■ **SET OF TASKS**:
**1.** In the passage on emissions from electricity generation, what constant heat conversion rate is assumed for CHP plants?
**2.** Do these statements agree with the passage on emissions from electricity generation? (a) "Energy Balances" gives own use in electricity generation separately for each fuel type. (b) Eurostat and IPCC follow the same classification system. (c) The combustion emission factors used are country-specific.

■ **READING PASSAGE**:
The total annual fuel transformation input for electricity generation comprises fuel input to electricity plants, CHP plants, and own use in the energy sector. To estimate the amount of combustible fuel consumed by CHP plants specifically for electricity generation, the fixed-heat-efficiency approach is adopted (IEA 2021b). Thereby, a constant heat conversion rate of 90% for CHP plants is assumed.

“Energy Balances” provides one aggregated value for own use in the electricity generation process without the differentiation between the fuel types. Therefore, the amount of each fuel type $f$ consumed by electricity plants (${\mathrm{Own~use}}_{\mathrm{ele}, f}$) is calculated based on the amount of gross electricity generated from a specific fuel type (${\mathrm{Ele~output}}_{\mathrm{gross},f}$) in relation to the total energy output from that fuel, as follows from Eq. (1).

$$\mathrm{Own}\;{\mathrm{use}}_{\mathrm{ele},f}=\mathrm{Own}\;\mathrm{use}\ast\frac{\mathrm{Ele}\;{\mathrm{output}}_{\mathrm{gross},f}}{\mathrm{Ele}\;{\mathrm{output}}_{\mathrm{gross},f}+\mathrm{Heat}\;{\mathrm{output}}_{\mathrm{gross},f}}$$

(1)

2.1.2 Direct emission calculation

In the second step, direct CO₂, methane (CH₄), and nitrous oxide (N₂O) combustion emissions resulting from gross generation are calculated following the approach of International Energy Agency (IEA 2021b). This is done by multiplying the annual transformation input for electricity generation, estimated in the previous step, with the “default emission factors for stationary combustion in energy industries” (combustion EFs) provided by Intergovernmental Panel on Climate Change (IPCC 2006). These combustion EFs represent the average non-country-specific fuel composition, which may underestimate or overestimate actual emissions. The decision to adopt the average combustion EFs is intended to provide a uniform solution for all countries reporting to ENTSO-E. Both data sources, Eurostat (2022a) and IPCC (2006), follow the same classification system (UNSD 2018), which allows direct mapping of transformation input flows by fuel type and combustion EF. Direct combustion emissions are calculated separately for each GHG as a product of fuel input and the corresponding combustion EF.

■ **INFORMATION PROVIDED**:
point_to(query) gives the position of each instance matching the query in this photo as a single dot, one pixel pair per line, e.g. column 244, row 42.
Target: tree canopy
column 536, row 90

■ **TASK SOLUTIONS**:
**1.** 90%

**2.**
(a) No: "provides one aggregated value for own use in the electricity generation process without the differentiation between the fuel types."
(b) Yes: "Both data sources, Eurostat (2022a) and IPCC (2006), follow the same classification system (UNSD 2018)"
(c) No: "These combustion EFs represent the average non-country-specific fuel composition"